**WHAT YOU NEED TO DO**
Write out the records once more, exactly, and keep any image out.
Top of STORED DATA
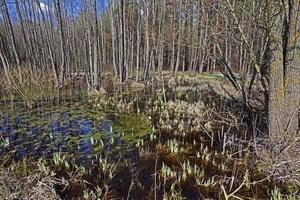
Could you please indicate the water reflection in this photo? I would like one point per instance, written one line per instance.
(81, 133)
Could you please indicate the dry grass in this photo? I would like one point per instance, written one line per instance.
(36, 186)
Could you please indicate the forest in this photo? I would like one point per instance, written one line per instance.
(150, 99)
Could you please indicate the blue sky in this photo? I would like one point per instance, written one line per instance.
(101, 4)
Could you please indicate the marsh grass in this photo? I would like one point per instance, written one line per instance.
(187, 146)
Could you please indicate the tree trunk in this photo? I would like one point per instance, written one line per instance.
(285, 72)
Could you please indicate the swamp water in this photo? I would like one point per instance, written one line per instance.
(102, 152)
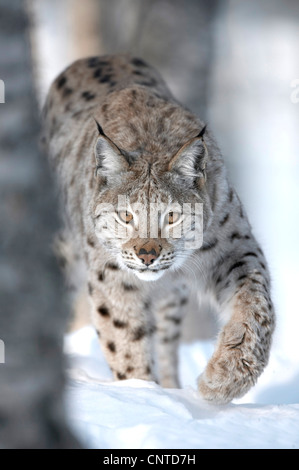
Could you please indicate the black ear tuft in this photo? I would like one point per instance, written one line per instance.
(100, 129)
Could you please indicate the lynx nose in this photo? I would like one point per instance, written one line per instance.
(148, 253)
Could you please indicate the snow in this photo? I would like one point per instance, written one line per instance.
(135, 414)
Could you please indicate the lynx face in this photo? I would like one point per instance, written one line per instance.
(142, 221)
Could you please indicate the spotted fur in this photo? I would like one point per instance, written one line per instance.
(112, 127)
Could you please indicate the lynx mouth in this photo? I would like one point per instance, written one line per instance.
(148, 274)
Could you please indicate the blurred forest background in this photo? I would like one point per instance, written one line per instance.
(233, 62)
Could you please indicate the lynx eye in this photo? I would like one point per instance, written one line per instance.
(173, 217)
(125, 216)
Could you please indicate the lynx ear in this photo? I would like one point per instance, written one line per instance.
(191, 159)
(110, 161)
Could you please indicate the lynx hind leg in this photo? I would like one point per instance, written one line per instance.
(74, 273)
(169, 315)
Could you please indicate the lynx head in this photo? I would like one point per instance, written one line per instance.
(150, 216)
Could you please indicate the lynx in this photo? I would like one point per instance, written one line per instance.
(121, 144)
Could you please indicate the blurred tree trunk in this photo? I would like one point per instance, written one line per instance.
(176, 36)
(32, 311)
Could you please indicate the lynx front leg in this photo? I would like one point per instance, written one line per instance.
(243, 346)
(123, 324)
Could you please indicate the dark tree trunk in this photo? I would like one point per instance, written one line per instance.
(32, 310)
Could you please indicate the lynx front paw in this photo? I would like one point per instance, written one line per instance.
(233, 369)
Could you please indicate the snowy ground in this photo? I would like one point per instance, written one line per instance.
(135, 414)
(256, 124)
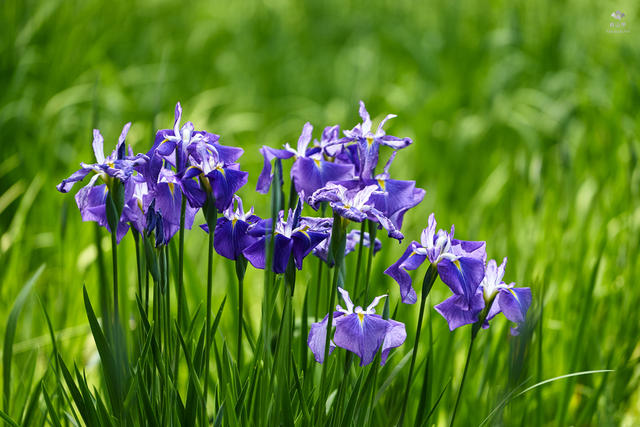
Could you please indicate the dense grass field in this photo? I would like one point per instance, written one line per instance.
(525, 123)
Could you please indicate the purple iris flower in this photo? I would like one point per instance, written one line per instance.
(502, 298)
(460, 263)
(134, 211)
(165, 192)
(393, 197)
(356, 205)
(353, 239)
(230, 235)
(297, 236)
(92, 203)
(91, 199)
(116, 165)
(169, 142)
(368, 143)
(216, 167)
(360, 331)
(310, 171)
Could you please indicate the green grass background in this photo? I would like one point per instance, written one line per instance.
(525, 121)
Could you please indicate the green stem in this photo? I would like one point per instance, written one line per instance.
(181, 261)
(136, 238)
(359, 262)
(208, 320)
(427, 283)
(114, 253)
(337, 246)
(241, 266)
(474, 332)
(373, 228)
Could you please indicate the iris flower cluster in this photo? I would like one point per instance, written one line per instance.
(477, 287)
(187, 170)
(182, 162)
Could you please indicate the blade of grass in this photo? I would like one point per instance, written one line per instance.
(10, 333)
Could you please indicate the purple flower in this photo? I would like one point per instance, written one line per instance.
(368, 143)
(296, 237)
(165, 192)
(502, 298)
(116, 165)
(92, 203)
(216, 167)
(393, 197)
(356, 205)
(230, 235)
(460, 263)
(169, 142)
(310, 171)
(134, 210)
(92, 198)
(353, 239)
(360, 331)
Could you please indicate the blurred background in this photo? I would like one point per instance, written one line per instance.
(524, 117)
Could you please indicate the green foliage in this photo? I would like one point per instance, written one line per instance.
(526, 136)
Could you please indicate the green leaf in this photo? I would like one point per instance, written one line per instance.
(112, 375)
(8, 419)
(52, 412)
(10, 333)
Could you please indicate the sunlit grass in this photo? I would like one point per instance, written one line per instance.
(526, 136)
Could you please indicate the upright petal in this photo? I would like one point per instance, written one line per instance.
(457, 312)
(264, 180)
(361, 334)
(305, 138)
(462, 276)
(409, 260)
(98, 146)
(255, 253)
(395, 337)
(67, 184)
(514, 303)
(303, 244)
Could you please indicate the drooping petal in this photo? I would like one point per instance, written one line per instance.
(318, 337)
(347, 299)
(66, 184)
(225, 183)
(385, 222)
(281, 253)
(305, 138)
(264, 180)
(223, 240)
(462, 276)
(361, 334)
(395, 337)
(366, 119)
(469, 249)
(120, 146)
(514, 303)
(303, 244)
(256, 254)
(395, 142)
(98, 146)
(410, 260)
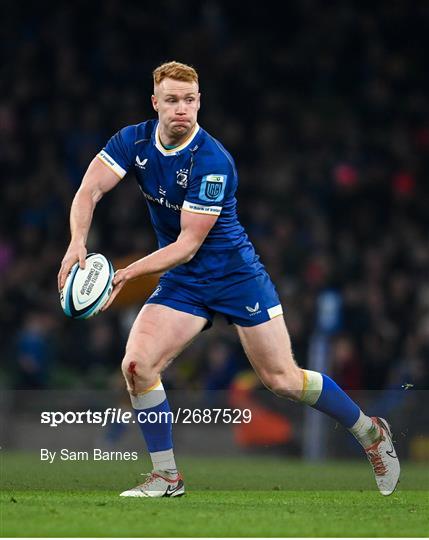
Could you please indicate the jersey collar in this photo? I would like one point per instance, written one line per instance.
(177, 149)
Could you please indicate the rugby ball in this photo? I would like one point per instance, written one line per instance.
(87, 290)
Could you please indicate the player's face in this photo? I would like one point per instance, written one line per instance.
(177, 104)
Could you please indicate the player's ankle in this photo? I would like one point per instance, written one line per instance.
(366, 431)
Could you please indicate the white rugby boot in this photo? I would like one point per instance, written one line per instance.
(383, 458)
(158, 484)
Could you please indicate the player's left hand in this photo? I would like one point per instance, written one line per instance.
(119, 280)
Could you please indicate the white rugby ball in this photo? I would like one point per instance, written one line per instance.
(87, 290)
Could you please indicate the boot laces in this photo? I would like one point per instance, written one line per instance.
(377, 463)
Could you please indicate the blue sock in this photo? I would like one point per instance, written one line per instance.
(323, 394)
(156, 427)
(155, 419)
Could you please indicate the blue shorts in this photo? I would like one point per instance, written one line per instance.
(246, 298)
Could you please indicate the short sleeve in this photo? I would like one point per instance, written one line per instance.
(117, 154)
(206, 193)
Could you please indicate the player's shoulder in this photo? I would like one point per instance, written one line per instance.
(211, 153)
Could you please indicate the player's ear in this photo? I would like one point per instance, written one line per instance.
(154, 103)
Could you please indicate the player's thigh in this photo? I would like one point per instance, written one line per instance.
(268, 348)
(159, 334)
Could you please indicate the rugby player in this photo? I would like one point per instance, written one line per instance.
(209, 267)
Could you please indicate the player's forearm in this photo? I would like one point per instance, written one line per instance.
(81, 213)
(162, 260)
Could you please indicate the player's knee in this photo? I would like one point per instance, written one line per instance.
(139, 373)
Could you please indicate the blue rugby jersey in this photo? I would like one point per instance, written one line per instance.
(198, 176)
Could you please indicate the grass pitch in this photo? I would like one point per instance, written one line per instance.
(259, 497)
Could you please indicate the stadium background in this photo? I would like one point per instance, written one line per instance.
(326, 113)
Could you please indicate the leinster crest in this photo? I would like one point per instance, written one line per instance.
(182, 177)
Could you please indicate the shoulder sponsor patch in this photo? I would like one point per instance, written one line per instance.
(213, 187)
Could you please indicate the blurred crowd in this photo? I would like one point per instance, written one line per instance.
(325, 111)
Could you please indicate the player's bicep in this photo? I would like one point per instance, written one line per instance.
(194, 227)
(99, 179)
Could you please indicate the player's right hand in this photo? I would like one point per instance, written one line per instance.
(75, 252)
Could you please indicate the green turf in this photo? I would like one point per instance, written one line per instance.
Bottom of STORED DATA
**TASK RESPONSE**
Could you please indicate the water reflection in this photo? I would like one point per instance, written one line per instance.
(81, 133)
Could you please indicate the dry grass in this photo? I would like one point per instance, written one line per instance.
(36, 186)
Could you please indicate the forest in this photo? I would like one point per instance, written one line per instance.
(150, 99)
Could you please indicate the blue sky in this photo? I would like one point per instance, written one line per instance.
(101, 4)
Could you please indicate the marsh grass in this photo? I would like one point per instance, written one line per instance.
(187, 146)
Could you please indicate the tree trunk in this photo? I would like one point per instance, written one line per instance.
(285, 72)
Could you please indicate the swamp water in this photo? I would like one point per instance, written one line per instance.
(102, 152)
Could you please indicate the black ear tuft in this photo? I would like one point per instance, written one line per instance.
(100, 129)
Could you please indicate the lynx nose in this photo? I would like one point per instance, written one line per instance.
(148, 253)
Could you please indicate the snow in this photo? I would like one point per instance, written one line per instance.
(135, 414)
Could you please indicate the lynx face in this photo? I would like one point per instance, written one line per instance.
(142, 221)
Could you please indicate the spotted fur in this photo? I would like one point per instance, written one line per instance.
(112, 127)
Could you please indicate the lynx mouth in this photo? I would like one point per instance, written one line per instance.
(148, 274)
Could you please indicate the blurred forest background in this photo? I would like one point per instance, written one line per instance.
(233, 62)
Could you please indicate the lynx eye in this photo? I would like one point per instance, written one line per instance.
(173, 217)
(125, 216)
Could you please indicate the lynx ear in this photo? I would like one point per instance, written one line per instance.
(191, 159)
(110, 161)
Could you please indicate the lynx hind leg in this photo? I would like one point per instance, written one line per instance.
(74, 273)
(169, 315)
Could you please indicate the lynx head in this photo? I would like one point per instance, written one line per instance.
(150, 216)
Could you please indicate the lynx in this photo? I would like one point per instance, written one line per instance.
(121, 144)
Could you please indicate the blurred tree trunk in this photo? I would like one point per instance, written one line per instance.
(176, 36)
(32, 311)
Could you please indicate the lynx front leg in this photo? I would like one point per instance, written one line per instance.
(243, 346)
(123, 324)
Could you please indicate the dark tree trunk in this photo? I would like one point per instance, written one line per instance.
(32, 310)
Could you please indicate the lynx front paw in this photo? I would like one point per instance, written one line per instance.
(233, 369)
Could you please indicate the snowy ground in this photo? I would like one point per instance, written one line per instance.
(135, 414)
(256, 124)
Could you please indicate the dense grass field in this photo? I would like one point per instance, written one line per instance.
(525, 123)
Could you please indicate the purple iris flower in this photo? I would like one point per instance, written one line per instance.
(502, 298)
(460, 263)
(134, 211)
(165, 192)
(393, 197)
(356, 205)
(353, 239)
(230, 235)
(297, 236)
(92, 203)
(91, 199)
(116, 165)
(169, 142)
(368, 143)
(216, 167)
(360, 331)
(310, 171)
Could you please indicate the green grass background in this photo? I would like one point per instance, written one line per instance.
(525, 121)
Could you please indicate the green stem in this photo? I would like one point per instance, written one line per instance.
(181, 261)
(136, 238)
(359, 262)
(208, 320)
(427, 283)
(114, 253)
(337, 246)
(241, 266)
(474, 332)
(373, 228)
Could you please indicate the iris flower cluster in this photo? I would like one point per instance, written one line per instance.
(477, 287)
(187, 170)
(182, 162)
Could you please indicate the blade of grass in this photo? I would like one point per instance, written one line per instance.
(10, 333)
Could you please indicate the purple flower in this photo? I would like one point per instance, written one line per instance.
(368, 143)
(296, 237)
(165, 192)
(502, 298)
(116, 165)
(92, 203)
(216, 167)
(393, 197)
(356, 205)
(230, 235)
(460, 263)
(169, 142)
(310, 171)
(134, 210)
(92, 198)
(353, 239)
(360, 331)
Could you please indicate the blurred background in this photo? I would like one point per instance, written one line per instance.
(524, 117)
Could you please indicate the green foliage in this photo? I would like one point per instance, written one line per instance.
(526, 136)
Could you please indicate the green leaf in this photo? I would like one point per instance, written one line per instance.
(112, 375)
(8, 419)
(52, 412)
(10, 333)
Could you please indicate the sunlit grass in this photo? I would like one point per instance, written one line per instance.
(526, 136)
Could you please indicate the upright petal in this photo? I would like one point per instance, written one line per instance.
(457, 312)
(264, 180)
(361, 334)
(305, 138)
(462, 276)
(409, 260)
(98, 146)
(255, 253)
(395, 337)
(67, 184)
(514, 303)
(303, 244)
Could you please indicate the drooping petal in this photo? I would like one point per instance, written one line per instance.
(318, 337)
(347, 299)
(66, 184)
(225, 183)
(385, 222)
(281, 253)
(305, 138)
(264, 180)
(223, 240)
(462, 276)
(361, 334)
(395, 337)
(366, 119)
(469, 249)
(120, 146)
(514, 303)
(303, 244)
(256, 254)
(395, 142)
(98, 146)
(410, 260)
Could you please indicate the jersey collar in this photo? I would like one point per instance, written one line per instance.
(177, 149)
Could you please indicate the rugby ball in this photo? I would like one point per instance, written one line per instance.
(87, 290)
Could you please indicate the player's face in this photo? I would like one point per instance, written one line per instance.
(177, 104)
Could you please indicate the player's ankle in this photo? I would like one point per instance, written one line per instance.
(366, 431)
Could you please indicate the white rugby boot in this photo? I would like one point per instance, written one line per instance.
(383, 458)
(158, 484)
Could you please indicate the player's left hand in this photo? I would like one point per instance, written one line per instance.
(119, 280)
Could you please indicate the white rugby ball in this photo? I would like one point per instance, written one line per instance.
(87, 290)
Could you please indicate the boot laces in this photo? I would like one point per instance, written one line per instance.
(377, 463)
Could you please indicate the blue sock in this photo? I would like one point per instance, written one line per instance.
(323, 394)
(156, 427)
(155, 419)
Could you please indicate the blue shorts in this photo? I would like one point per instance, written one line per instance.
(246, 298)
Could you please indicate the short sleeve in this photo? I would like one point per instance, written one line per instance.
(117, 154)
(206, 193)
Could you please indicate the player's shoulder in this photo? I would like one point per instance, written one line per instance.
(211, 153)
Could you please indicate the player's ear in this photo? I would like one point per instance, written one line per instance.
(154, 103)
Could you please indicate the player's thigh in this photo? I would like one point per instance, written one line per instance.
(268, 348)
(159, 334)
Could you please indicate the rugby player in this photo? I would like one point per instance, written one line per instance.
(209, 267)
Could you please indicate the player's forearm in this photo? I would like one point per instance, written one line per instance.
(81, 213)
(162, 260)
Could you please indicate the player's knee in this photo? I would like one point per instance, written one line per instance.
(139, 373)
Could you please indicate the blue rugby jersey in this photo? I would like one point per instance, written one line per instance.
(198, 176)
Could you please indicate the grass pitch in this photo? I would like one point per instance, written one line per instance.
(259, 497)
Could you please indicate the stadium background in this photo? I would like one point per instance, written one line per instance.
(326, 113)
Could you please indicate the leinster crest in this photo? I would like one point per instance, written one line per instance.
(182, 177)
Could you please indicate the shoulder sponsor patch in this photo? I would like one point per instance, written one line per instance.
(213, 187)
Could you please indicate the blurred crowd in this photo? I would like one point per instance, written one line per instance.
(325, 111)
Could you please indicate the player's bicep in this photo? I would like one point per instance, written one line per instance.
(194, 227)
(99, 179)
Could you please indicate the player's right hand in this photo? I would like one point per instance, written one line per instance.
(75, 252)
Could you please indicate the green turf in this photo? I would like one point per instance, written one line per instance.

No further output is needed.